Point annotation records
******
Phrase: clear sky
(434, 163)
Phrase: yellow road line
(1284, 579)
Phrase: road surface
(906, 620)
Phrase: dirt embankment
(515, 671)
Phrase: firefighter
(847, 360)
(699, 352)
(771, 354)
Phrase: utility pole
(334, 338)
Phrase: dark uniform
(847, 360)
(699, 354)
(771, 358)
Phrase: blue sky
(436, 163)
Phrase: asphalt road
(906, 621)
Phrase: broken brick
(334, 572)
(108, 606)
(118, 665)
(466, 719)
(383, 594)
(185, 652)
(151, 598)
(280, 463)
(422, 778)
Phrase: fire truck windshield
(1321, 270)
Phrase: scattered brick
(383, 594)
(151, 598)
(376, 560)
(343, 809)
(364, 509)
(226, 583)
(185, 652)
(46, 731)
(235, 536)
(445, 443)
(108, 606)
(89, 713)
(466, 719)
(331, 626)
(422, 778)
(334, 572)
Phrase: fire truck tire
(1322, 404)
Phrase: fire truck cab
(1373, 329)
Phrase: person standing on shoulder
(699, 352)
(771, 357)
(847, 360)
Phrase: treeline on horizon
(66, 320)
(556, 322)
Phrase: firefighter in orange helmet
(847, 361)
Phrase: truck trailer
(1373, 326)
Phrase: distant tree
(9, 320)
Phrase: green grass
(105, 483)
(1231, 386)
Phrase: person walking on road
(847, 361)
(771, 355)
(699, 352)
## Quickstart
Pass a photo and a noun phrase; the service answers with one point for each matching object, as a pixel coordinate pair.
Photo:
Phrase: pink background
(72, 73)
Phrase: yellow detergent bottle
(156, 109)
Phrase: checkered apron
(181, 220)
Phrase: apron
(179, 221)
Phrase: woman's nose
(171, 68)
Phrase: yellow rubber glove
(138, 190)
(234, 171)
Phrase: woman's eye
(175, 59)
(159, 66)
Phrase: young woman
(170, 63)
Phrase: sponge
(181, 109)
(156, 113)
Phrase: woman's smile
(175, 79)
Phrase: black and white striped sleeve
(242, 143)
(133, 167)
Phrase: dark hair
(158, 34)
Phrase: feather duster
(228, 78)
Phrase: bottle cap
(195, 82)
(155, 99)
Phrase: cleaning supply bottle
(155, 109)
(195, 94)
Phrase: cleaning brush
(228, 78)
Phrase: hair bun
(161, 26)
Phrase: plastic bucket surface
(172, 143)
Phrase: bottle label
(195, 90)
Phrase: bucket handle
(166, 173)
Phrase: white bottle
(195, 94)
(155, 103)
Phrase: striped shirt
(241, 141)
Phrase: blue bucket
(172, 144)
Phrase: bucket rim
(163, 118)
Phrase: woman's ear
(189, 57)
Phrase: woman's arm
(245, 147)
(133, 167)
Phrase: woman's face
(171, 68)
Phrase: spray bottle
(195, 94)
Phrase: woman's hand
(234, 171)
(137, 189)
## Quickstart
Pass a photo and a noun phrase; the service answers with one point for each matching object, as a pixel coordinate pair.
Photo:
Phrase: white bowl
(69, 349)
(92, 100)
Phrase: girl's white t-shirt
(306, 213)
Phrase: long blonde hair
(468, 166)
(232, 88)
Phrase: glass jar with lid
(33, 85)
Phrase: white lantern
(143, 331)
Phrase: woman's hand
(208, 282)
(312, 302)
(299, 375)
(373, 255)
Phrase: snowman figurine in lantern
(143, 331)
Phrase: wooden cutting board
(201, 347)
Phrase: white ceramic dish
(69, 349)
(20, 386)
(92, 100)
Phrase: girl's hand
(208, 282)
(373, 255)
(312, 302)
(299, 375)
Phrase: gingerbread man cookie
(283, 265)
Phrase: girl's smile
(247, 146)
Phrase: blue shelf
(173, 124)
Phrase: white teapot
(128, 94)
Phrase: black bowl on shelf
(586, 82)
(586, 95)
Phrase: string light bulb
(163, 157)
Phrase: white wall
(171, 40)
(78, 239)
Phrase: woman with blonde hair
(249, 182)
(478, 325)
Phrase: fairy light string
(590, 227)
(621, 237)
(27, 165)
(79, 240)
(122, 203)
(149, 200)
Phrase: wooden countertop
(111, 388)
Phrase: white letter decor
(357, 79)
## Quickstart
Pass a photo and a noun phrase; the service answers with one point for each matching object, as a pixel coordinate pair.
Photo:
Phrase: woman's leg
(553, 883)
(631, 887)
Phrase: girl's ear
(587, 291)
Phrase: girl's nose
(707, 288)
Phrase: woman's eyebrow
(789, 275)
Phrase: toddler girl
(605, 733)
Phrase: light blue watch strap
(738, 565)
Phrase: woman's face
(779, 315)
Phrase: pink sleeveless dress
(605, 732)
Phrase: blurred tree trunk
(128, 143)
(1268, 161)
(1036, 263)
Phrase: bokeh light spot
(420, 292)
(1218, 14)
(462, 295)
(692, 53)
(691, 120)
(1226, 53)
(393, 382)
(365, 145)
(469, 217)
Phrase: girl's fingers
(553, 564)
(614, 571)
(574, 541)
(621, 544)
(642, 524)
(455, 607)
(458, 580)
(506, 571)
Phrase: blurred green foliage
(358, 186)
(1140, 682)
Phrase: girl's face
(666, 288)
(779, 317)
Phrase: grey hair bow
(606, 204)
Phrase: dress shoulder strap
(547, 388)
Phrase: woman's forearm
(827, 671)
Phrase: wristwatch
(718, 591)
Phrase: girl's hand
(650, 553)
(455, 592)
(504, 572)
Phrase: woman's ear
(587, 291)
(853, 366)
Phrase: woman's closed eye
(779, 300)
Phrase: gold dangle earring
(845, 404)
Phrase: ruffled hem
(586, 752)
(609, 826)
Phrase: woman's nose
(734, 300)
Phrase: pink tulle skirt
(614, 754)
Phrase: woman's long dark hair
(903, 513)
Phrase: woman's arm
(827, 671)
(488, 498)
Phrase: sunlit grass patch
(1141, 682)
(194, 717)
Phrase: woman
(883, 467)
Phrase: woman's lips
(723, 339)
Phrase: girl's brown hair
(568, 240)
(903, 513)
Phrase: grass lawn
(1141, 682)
******
Without leaving anything out, quote all the data.

Phrase: clear sky
(434, 163)
Phrase: yellow road line
(1284, 579)
Phrase: road surface
(906, 620)
Phrase: dirt embankment
(515, 671)
Phrase: firefighter
(847, 360)
(699, 352)
(771, 354)
Phrase: utility pole
(334, 338)
Phrase: dark uniform
(847, 360)
(699, 354)
(771, 358)
Phrase: blue sky
(436, 163)
Phrase: asphalt road
(906, 621)
Phrase: broken brick
(334, 572)
(108, 606)
(118, 665)
(466, 719)
(383, 594)
(185, 652)
(151, 598)
(280, 463)
(422, 778)
Phrase: fire truck windshield
(1321, 270)
Phrase: scattered brick
(383, 594)
(151, 598)
(376, 560)
(343, 809)
(364, 509)
(226, 583)
(185, 652)
(46, 731)
(235, 536)
(445, 443)
(108, 606)
(89, 713)
(466, 719)
(331, 626)
(422, 778)
(334, 572)
Phrase: fire truck tire
(1322, 404)
Phrase: fire truck cab
(1373, 329)
Phrase: person standing on shoulder
(699, 352)
(771, 357)
(847, 360)
Phrase: treeline on horizon
(66, 320)
(556, 322)
Phrase: firefighter in orange helmet
(847, 361)
Phrase: truck trailer
(1373, 326)
Phrase: distant tree
(9, 320)
Phrase: green grass
(105, 483)
(1231, 386)
Phrase: person walking on road
(847, 361)
(771, 355)
(699, 352)
## Quickstart
Pass a photo and a noun phrase; the service answers with one point for each matching object, as a pixel coordinate pair.
Photo:
Phrase: pink background
(72, 73)
Phrase: yellow detergent bottle
(156, 109)
Phrase: checkered apron
(181, 220)
Phrase: apron
(179, 221)
Phrase: woman's nose
(171, 68)
Phrase: yellow rubber glove
(138, 190)
(234, 171)
Phrase: woman's eye
(175, 59)
(159, 66)
Phrase: young woman
(170, 63)
Phrase: sponge
(181, 109)
(156, 113)
Phrase: woman's smile
(175, 79)
Phrase: black and white striped sleeve
(242, 143)
(133, 167)
Phrase: dark hair
(158, 34)
Phrase: feather duster
(228, 78)
Phrase: bottle cap
(195, 82)
(155, 99)
Phrase: cleaning supply bottle
(155, 109)
(195, 94)
Phrase: cleaning brush
(228, 78)
Phrase: hair bun
(161, 26)
Phrase: plastic bucket surface
(172, 143)
Phrase: bottle label
(195, 90)
Phrase: bucket handle
(166, 173)
Phrase: white bottle
(195, 94)
(155, 103)
Phrase: striped shirt
(241, 141)
Phrase: blue bucket
(172, 144)
Phrase: bucket rim
(163, 118)
Phrase: woman's ear
(189, 57)
Phrase: woman's arm
(245, 147)
(133, 167)
Phrase: woman's face
(171, 68)
Phrase: spray bottle
(195, 94)
Phrase: woman's hand
(234, 171)
(137, 189)
## Quickstart
Pass a photo and a noun phrase; the service answers with one point for each matching object, as a pixel coordinate pair.
Photo:
Phrase: white bowl
(69, 349)
(92, 100)
Phrase: girl's white t-shirt
(306, 213)
Phrase: long blonde hair
(468, 166)
(232, 88)
Phrase: glass jar with lid
(33, 85)
Phrase: white lantern
(143, 331)
Phrase: woman's hand
(208, 282)
(312, 302)
(299, 375)
(373, 255)
Phrase: snowman figurine in lantern
(143, 331)
Phrase: wooden cutting board
(201, 347)
Phrase: white ceramic dish
(69, 349)
(20, 386)
(92, 100)
Phrase: girl's hand
(208, 282)
(373, 255)
(312, 302)
(299, 375)
Phrase: gingerbread man cookie
(283, 265)
Phrase: girl's smile
(247, 146)
Phrase: blue shelf
(173, 124)
Phrase: white teapot
(128, 94)
Phrase: black bowl on shelf
(586, 82)
(586, 95)
Phrase: string light bulb
(163, 157)
Phrase: white wall
(171, 40)
(78, 239)
Phrase: woman with blonde hair
(249, 182)
(478, 325)
Phrase: fairy light string
(590, 227)
(621, 237)
(27, 165)
(79, 240)
(122, 203)
(149, 200)
Phrase: wooden countertop
(111, 388)
Phrase: white letter decor
(357, 79)
## Quickstart
Pass a photo and a noun phrase; the service answers with one point for each matching object, as a pixel coordinate pair.
Photo:
Phrase: woman's leg
(553, 883)
(631, 887)
Phrase: girl's ear
(587, 291)
Phrase: girl's nose
(707, 288)
Phrase: woman's eyebrow
(789, 275)
Phrase: toddler girl
(605, 733)
Phrase: light blue watch strap
(738, 565)
Phrase: woman's face
(779, 315)
Phrase: pink sleeveless dress
(605, 732)
Phrase: blurred tree trunk
(128, 143)
(1268, 161)
(1036, 263)
Phrase: bokeh light spot
(420, 292)
(1218, 14)
(462, 295)
(692, 53)
(691, 120)
(1226, 53)
(393, 382)
(365, 145)
(469, 217)
Phrase: girl's fingers
(553, 564)
(614, 571)
(574, 541)
(621, 544)
(642, 524)
(455, 607)
(458, 580)
(506, 571)
Phrase: blurred green foliage
(358, 186)
(1140, 682)
Phrase: girl's face
(666, 288)
(779, 317)
Phrase: grey hair bow
(606, 204)
Phrase: dress shoulder strap
(547, 388)
Phrase: woman's forearm
(827, 671)
Phrase: wristwatch
(718, 591)
Phrase: girl's hand
(650, 553)
(455, 592)
(504, 572)
Phrase: woman's ear
(587, 291)
(853, 366)
Phrase: woman's closed eye
(779, 300)
Phrase: gold dangle earring
(845, 404)
Phrase: ruffled hem
(586, 752)
(609, 826)
Phrase: woman's nose
(734, 300)
Phrase: pink tulle skirt
(614, 754)
Phrase: woman's long dark hair
(903, 513)
Phrase: woman's arm
(827, 671)
(488, 498)
Phrase: sunlit grass patch
(1141, 682)
(194, 717)
Phrase: woman
(883, 467)
Phrase: woman's lips
(723, 339)
Phrase: girl's brown hair
(568, 240)
(903, 513)
Phrase: grass lawn
(1141, 682)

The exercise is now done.